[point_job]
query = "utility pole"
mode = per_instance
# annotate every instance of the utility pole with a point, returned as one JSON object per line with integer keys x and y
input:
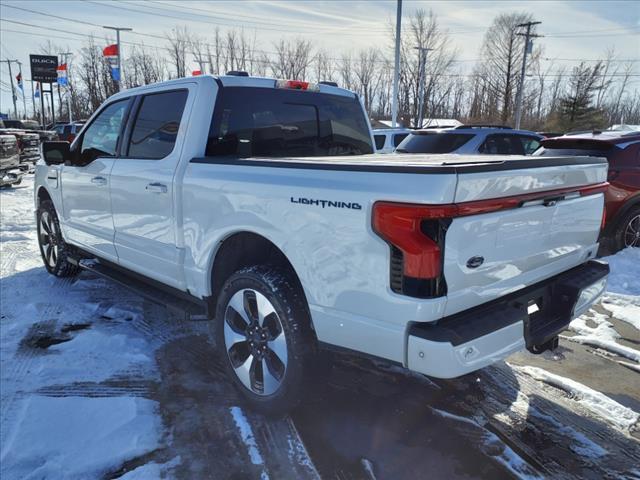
{"x": 24, "y": 100}
{"x": 118, "y": 30}
{"x": 13, "y": 90}
{"x": 528, "y": 46}
{"x": 33, "y": 100}
{"x": 422, "y": 60}
{"x": 63, "y": 56}
{"x": 396, "y": 73}
{"x": 200, "y": 63}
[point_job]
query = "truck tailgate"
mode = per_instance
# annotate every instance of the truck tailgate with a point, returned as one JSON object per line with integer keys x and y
{"x": 551, "y": 227}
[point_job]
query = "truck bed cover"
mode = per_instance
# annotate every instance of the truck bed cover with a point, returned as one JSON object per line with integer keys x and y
{"x": 408, "y": 163}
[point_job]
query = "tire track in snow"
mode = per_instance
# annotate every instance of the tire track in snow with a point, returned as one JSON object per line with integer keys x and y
{"x": 548, "y": 425}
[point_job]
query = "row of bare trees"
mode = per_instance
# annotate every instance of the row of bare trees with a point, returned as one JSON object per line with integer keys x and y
{"x": 588, "y": 95}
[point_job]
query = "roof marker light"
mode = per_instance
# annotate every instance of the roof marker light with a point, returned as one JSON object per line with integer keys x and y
{"x": 298, "y": 85}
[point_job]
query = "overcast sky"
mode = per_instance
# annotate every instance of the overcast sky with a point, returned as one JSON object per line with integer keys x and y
{"x": 573, "y": 30}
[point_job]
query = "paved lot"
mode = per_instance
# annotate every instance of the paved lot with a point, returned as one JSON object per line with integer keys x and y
{"x": 98, "y": 383}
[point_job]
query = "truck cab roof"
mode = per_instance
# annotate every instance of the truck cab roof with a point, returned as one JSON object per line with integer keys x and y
{"x": 239, "y": 81}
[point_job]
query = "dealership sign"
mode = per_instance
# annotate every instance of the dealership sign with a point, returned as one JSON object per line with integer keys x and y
{"x": 44, "y": 68}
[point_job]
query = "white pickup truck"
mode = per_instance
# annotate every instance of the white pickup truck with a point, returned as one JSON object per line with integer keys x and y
{"x": 257, "y": 205}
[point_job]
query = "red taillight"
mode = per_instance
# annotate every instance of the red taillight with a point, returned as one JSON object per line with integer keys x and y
{"x": 297, "y": 85}
{"x": 401, "y": 226}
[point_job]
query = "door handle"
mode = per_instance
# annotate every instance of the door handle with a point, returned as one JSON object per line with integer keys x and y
{"x": 156, "y": 188}
{"x": 99, "y": 180}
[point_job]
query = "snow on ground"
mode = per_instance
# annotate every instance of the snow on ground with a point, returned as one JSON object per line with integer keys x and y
{"x": 622, "y": 300}
{"x": 55, "y": 422}
{"x": 597, "y": 403}
{"x": 625, "y": 272}
{"x": 64, "y": 352}
{"x": 492, "y": 446}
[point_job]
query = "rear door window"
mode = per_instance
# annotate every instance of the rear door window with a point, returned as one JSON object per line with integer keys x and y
{"x": 156, "y": 125}
{"x": 101, "y": 137}
{"x": 433, "y": 142}
{"x": 529, "y": 144}
{"x": 277, "y": 123}
{"x": 379, "y": 139}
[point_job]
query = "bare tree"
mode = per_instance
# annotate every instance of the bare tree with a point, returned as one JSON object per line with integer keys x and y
{"x": 324, "y": 67}
{"x": 502, "y": 52}
{"x": 179, "y": 42}
{"x": 293, "y": 58}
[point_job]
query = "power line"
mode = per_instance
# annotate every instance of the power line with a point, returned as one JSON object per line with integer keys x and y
{"x": 254, "y": 60}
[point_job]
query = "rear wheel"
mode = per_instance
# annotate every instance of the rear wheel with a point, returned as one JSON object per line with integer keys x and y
{"x": 263, "y": 326}
{"x": 53, "y": 249}
{"x": 628, "y": 231}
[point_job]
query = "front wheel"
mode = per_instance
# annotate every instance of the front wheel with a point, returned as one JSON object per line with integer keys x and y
{"x": 53, "y": 249}
{"x": 263, "y": 326}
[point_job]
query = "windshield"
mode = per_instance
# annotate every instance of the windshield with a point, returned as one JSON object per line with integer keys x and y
{"x": 433, "y": 142}
{"x": 278, "y": 123}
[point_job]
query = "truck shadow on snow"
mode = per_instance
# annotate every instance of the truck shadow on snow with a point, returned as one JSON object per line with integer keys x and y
{"x": 369, "y": 419}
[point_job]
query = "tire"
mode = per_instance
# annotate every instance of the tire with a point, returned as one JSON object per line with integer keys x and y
{"x": 627, "y": 233}
{"x": 263, "y": 332}
{"x": 53, "y": 249}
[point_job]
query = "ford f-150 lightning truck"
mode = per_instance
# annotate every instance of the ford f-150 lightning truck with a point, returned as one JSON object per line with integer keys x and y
{"x": 258, "y": 205}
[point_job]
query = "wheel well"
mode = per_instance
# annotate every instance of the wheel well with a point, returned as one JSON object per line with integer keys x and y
{"x": 43, "y": 195}
{"x": 245, "y": 249}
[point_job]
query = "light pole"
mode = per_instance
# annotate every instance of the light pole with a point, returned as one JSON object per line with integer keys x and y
{"x": 423, "y": 61}
{"x": 527, "y": 46}
{"x": 24, "y": 100}
{"x": 118, "y": 30}
{"x": 64, "y": 56}
{"x": 200, "y": 63}
{"x": 13, "y": 90}
{"x": 396, "y": 73}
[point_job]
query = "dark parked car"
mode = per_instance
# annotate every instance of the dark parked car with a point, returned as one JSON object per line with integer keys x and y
{"x": 622, "y": 150}
{"x": 10, "y": 173}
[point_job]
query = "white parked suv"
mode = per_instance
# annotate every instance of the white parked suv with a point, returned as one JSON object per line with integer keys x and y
{"x": 472, "y": 140}
{"x": 257, "y": 205}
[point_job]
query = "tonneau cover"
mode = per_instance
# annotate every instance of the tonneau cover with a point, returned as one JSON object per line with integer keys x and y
{"x": 409, "y": 163}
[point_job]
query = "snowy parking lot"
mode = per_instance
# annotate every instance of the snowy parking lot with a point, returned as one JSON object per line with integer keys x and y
{"x": 99, "y": 383}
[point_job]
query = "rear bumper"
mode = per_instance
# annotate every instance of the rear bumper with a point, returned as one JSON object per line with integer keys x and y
{"x": 475, "y": 338}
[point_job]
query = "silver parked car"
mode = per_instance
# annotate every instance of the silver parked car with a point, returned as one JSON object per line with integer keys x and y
{"x": 472, "y": 139}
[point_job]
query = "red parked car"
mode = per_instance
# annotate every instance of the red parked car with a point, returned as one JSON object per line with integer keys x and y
{"x": 622, "y": 200}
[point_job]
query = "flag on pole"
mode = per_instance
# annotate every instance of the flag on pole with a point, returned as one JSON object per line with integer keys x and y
{"x": 111, "y": 53}
{"x": 62, "y": 75}
{"x": 19, "y": 80}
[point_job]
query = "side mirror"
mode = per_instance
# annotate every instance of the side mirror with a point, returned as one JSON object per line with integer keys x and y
{"x": 56, "y": 153}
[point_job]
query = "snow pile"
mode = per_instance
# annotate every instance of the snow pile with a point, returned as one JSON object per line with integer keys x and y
{"x": 603, "y": 335}
{"x": 70, "y": 404}
{"x": 624, "y": 307}
{"x": 622, "y": 300}
{"x": 593, "y": 401}
{"x": 492, "y": 446}
{"x": 69, "y": 437}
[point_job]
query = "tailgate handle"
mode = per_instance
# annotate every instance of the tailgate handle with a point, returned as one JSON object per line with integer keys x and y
{"x": 99, "y": 180}
{"x": 156, "y": 188}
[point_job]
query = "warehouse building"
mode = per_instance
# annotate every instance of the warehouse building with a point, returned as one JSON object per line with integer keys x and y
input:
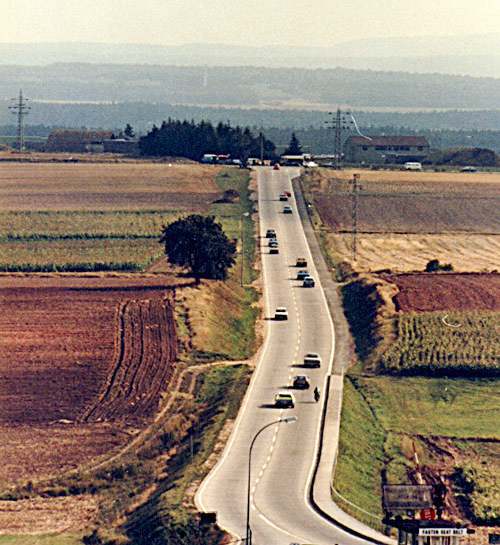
{"x": 385, "y": 149}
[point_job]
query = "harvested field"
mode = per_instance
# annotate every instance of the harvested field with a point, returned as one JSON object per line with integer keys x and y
{"x": 402, "y": 253}
{"x": 434, "y": 292}
{"x": 66, "y": 358}
{"x": 43, "y": 516}
{"x": 393, "y": 213}
{"x": 402, "y": 202}
{"x": 122, "y": 186}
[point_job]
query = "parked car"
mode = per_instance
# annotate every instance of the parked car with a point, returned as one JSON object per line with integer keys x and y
{"x": 308, "y": 282}
{"x": 284, "y": 400}
{"x": 281, "y": 313}
{"x": 312, "y": 359}
{"x": 412, "y": 165}
{"x": 301, "y": 382}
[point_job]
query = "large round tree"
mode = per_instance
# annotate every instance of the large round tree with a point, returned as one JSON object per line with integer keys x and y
{"x": 199, "y": 243}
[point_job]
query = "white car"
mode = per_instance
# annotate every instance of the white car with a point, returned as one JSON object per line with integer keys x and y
{"x": 281, "y": 313}
{"x": 312, "y": 359}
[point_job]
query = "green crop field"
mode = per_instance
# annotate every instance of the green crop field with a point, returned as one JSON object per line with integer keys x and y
{"x": 383, "y": 417}
{"x": 78, "y": 255}
{"x": 83, "y": 224}
{"x": 425, "y": 344}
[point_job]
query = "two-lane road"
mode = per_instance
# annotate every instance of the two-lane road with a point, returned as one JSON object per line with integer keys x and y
{"x": 283, "y": 456}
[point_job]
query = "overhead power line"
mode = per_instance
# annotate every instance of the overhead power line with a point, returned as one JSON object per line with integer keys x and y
{"x": 21, "y": 109}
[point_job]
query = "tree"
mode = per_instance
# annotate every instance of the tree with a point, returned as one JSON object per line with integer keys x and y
{"x": 294, "y": 147}
{"x": 199, "y": 243}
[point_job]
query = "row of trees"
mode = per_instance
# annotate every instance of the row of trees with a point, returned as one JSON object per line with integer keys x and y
{"x": 192, "y": 140}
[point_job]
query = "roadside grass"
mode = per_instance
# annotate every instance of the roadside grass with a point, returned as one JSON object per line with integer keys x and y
{"x": 384, "y": 417}
{"x": 168, "y": 515}
{"x": 360, "y": 460}
{"x": 45, "y": 539}
{"x": 453, "y": 407}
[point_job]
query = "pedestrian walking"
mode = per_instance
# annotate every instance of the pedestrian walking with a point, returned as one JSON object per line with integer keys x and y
{"x": 316, "y": 394}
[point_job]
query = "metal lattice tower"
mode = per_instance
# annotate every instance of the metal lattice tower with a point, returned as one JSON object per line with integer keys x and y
{"x": 355, "y": 197}
{"x": 21, "y": 109}
{"x": 340, "y": 121}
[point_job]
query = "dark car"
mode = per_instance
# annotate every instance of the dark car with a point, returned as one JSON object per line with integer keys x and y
{"x": 301, "y": 382}
{"x": 285, "y": 400}
{"x": 302, "y": 274}
{"x": 308, "y": 282}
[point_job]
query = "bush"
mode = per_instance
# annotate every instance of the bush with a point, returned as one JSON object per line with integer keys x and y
{"x": 434, "y": 266}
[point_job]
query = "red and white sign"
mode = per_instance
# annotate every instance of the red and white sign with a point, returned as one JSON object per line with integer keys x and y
{"x": 428, "y": 514}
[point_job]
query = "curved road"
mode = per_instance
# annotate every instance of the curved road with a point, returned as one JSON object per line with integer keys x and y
{"x": 283, "y": 456}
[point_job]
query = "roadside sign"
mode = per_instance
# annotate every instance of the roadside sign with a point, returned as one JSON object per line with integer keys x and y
{"x": 440, "y": 532}
{"x": 428, "y": 514}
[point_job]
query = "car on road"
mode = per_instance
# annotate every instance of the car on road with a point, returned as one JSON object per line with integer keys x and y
{"x": 281, "y": 313}
{"x": 284, "y": 400}
{"x": 302, "y": 274}
{"x": 301, "y": 382}
{"x": 308, "y": 282}
{"x": 312, "y": 359}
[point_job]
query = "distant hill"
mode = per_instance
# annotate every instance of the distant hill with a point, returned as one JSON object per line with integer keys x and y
{"x": 475, "y": 55}
{"x": 248, "y": 86}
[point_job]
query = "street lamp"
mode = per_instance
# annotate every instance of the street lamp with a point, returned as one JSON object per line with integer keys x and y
{"x": 287, "y": 420}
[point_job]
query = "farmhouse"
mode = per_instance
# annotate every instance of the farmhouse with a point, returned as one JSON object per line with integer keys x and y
{"x": 385, "y": 149}
{"x": 77, "y": 141}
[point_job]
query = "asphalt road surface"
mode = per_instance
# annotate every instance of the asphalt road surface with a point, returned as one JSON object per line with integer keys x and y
{"x": 283, "y": 456}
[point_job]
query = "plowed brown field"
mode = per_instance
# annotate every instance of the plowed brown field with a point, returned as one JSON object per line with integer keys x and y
{"x": 79, "y": 363}
{"x": 435, "y": 292}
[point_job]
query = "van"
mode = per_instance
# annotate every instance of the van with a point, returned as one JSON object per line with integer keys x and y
{"x": 412, "y": 165}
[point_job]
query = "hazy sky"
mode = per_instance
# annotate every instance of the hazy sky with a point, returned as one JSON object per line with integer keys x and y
{"x": 288, "y": 22}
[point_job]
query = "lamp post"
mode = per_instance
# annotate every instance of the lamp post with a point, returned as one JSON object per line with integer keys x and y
{"x": 287, "y": 420}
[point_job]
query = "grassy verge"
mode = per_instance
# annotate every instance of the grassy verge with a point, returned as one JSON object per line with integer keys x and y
{"x": 48, "y": 539}
{"x": 361, "y": 457}
{"x": 452, "y": 424}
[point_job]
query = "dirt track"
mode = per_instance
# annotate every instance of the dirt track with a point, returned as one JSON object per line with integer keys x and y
{"x": 73, "y": 378}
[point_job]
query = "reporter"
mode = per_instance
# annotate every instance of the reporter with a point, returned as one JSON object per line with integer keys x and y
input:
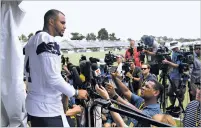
{"x": 175, "y": 75}
{"x": 195, "y": 70}
{"x": 146, "y": 104}
{"x": 153, "y": 45}
{"x": 192, "y": 115}
{"x": 132, "y": 54}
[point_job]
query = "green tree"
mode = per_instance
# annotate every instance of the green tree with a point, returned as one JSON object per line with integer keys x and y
{"x": 112, "y": 37}
{"x": 90, "y": 36}
{"x": 31, "y": 34}
{"x": 77, "y": 36}
{"x": 102, "y": 34}
{"x": 129, "y": 39}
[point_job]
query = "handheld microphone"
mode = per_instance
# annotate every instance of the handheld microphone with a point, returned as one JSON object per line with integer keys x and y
{"x": 96, "y": 70}
{"x": 77, "y": 82}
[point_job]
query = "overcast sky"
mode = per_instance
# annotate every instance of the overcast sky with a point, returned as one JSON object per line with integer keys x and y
{"x": 127, "y": 19}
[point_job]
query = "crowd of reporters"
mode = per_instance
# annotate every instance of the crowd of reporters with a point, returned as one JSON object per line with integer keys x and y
{"x": 135, "y": 83}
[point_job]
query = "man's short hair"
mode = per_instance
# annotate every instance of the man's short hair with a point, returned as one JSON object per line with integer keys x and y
{"x": 148, "y": 66}
{"x": 53, "y": 13}
{"x": 158, "y": 86}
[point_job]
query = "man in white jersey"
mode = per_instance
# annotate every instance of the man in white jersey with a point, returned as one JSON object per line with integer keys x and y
{"x": 43, "y": 71}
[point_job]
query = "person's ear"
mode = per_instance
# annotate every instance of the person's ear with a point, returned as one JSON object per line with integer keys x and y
{"x": 156, "y": 93}
{"x": 51, "y": 21}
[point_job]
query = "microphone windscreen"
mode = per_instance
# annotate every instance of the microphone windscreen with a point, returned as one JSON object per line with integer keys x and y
{"x": 77, "y": 82}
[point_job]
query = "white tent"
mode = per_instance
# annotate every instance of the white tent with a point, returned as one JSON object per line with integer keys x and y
{"x": 13, "y": 113}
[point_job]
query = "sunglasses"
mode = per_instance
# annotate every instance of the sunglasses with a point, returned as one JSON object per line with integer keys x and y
{"x": 143, "y": 68}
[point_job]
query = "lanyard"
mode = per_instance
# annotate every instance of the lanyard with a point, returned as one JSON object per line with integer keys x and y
{"x": 197, "y": 117}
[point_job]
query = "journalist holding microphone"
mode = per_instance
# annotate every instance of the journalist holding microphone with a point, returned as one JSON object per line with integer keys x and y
{"x": 195, "y": 70}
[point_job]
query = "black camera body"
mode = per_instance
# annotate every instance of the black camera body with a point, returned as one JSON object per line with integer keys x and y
{"x": 110, "y": 58}
{"x": 161, "y": 54}
{"x": 126, "y": 68}
{"x": 142, "y": 47}
{"x": 186, "y": 58}
{"x": 94, "y": 60}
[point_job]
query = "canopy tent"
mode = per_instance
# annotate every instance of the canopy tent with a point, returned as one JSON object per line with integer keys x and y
{"x": 92, "y": 44}
{"x": 13, "y": 113}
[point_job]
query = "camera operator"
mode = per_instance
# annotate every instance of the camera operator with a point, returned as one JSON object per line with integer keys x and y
{"x": 175, "y": 75}
{"x": 153, "y": 47}
{"x": 146, "y": 104}
{"x": 192, "y": 116}
{"x": 195, "y": 70}
{"x": 132, "y": 54}
{"x": 150, "y": 52}
{"x": 119, "y": 61}
{"x": 134, "y": 75}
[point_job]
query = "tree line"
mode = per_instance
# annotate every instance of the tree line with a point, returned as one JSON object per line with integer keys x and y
{"x": 104, "y": 35}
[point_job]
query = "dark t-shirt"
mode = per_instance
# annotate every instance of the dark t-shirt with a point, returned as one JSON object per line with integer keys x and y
{"x": 149, "y": 77}
{"x": 136, "y": 73}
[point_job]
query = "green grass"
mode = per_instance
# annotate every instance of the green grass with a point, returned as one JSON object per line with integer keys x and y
{"x": 74, "y": 58}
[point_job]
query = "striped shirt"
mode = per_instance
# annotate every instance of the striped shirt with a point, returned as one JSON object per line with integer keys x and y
{"x": 192, "y": 116}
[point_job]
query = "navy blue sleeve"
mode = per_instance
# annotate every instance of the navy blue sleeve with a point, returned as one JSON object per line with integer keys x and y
{"x": 51, "y": 47}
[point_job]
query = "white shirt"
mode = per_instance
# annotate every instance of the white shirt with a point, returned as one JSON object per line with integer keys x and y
{"x": 47, "y": 85}
{"x": 119, "y": 69}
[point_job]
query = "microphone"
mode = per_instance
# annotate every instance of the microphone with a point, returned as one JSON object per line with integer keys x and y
{"x": 85, "y": 69}
{"x": 77, "y": 82}
{"x": 96, "y": 70}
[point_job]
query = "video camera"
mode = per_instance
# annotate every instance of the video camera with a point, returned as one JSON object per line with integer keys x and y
{"x": 82, "y": 58}
{"x": 126, "y": 68}
{"x": 141, "y": 46}
{"x": 161, "y": 54}
{"x": 94, "y": 60}
{"x": 186, "y": 58}
{"x": 110, "y": 58}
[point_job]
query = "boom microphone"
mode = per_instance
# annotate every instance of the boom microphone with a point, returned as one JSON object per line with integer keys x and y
{"x": 77, "y": 82}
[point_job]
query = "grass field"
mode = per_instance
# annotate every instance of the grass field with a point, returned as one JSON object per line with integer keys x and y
{"x": 74, "y": 58}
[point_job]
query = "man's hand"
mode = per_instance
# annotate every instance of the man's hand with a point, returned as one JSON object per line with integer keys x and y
{"x": 65, "y": 68}
{"x": 82, "y": 94}
{"x": 114, "y": 74}
{"x": 110, "y": 89}
{"x": 75, "y": 110}
{"x": 102, "y": 92}
{"x": 165, "y": 61}
{"x": 128, "y": 74}
{"x": 145, "y": 51}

□ □ □ □ □

> **Zu lösende Aufgabe**: Zeige jede Zeile der obigen Einträge, die die Zeichenfolge „sunglasses“ enthält, unverändert an. Groß- und Kleinschreibung ist dabei zu beachten.

> **Lösung**:
query = "sunglasses"
# annotate every instance of the sunglasses with a point, returned as one JSON object per line with integer keys x and y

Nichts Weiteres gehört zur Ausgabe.